» **Directions for this task**
State only the number of lines below that contain the word "stool", matching case exactly.

» **Data provided**

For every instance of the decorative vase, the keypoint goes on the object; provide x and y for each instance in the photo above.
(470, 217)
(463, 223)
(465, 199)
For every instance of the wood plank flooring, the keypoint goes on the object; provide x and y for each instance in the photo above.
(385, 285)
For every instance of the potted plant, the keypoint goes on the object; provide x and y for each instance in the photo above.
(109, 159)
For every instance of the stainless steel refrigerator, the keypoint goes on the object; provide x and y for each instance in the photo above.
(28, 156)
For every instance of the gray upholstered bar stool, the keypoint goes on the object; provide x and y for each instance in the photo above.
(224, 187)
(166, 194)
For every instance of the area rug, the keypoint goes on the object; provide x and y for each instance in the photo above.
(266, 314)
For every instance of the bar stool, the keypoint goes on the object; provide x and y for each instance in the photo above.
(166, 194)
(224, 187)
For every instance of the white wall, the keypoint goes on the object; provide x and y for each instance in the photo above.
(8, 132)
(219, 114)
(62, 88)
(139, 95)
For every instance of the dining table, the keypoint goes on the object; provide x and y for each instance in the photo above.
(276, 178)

---

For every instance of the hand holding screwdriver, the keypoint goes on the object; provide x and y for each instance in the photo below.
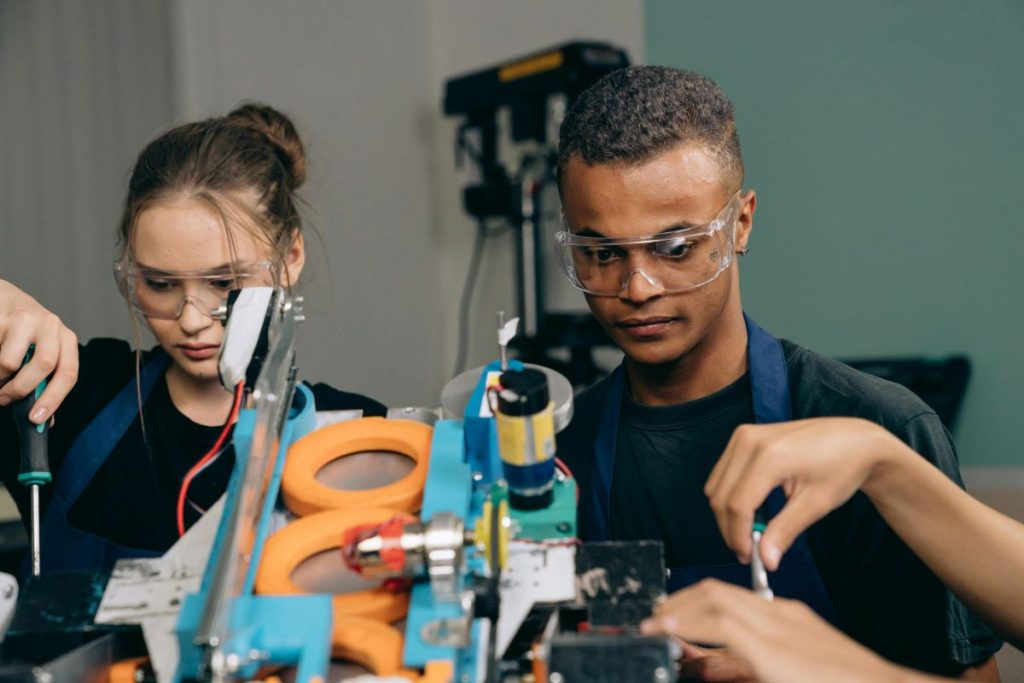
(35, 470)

==

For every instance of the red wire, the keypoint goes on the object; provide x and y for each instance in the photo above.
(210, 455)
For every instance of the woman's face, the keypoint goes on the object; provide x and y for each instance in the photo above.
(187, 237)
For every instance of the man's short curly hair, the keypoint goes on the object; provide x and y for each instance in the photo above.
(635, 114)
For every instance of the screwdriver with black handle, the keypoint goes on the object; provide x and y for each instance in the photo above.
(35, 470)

» **Answer to this problem**
2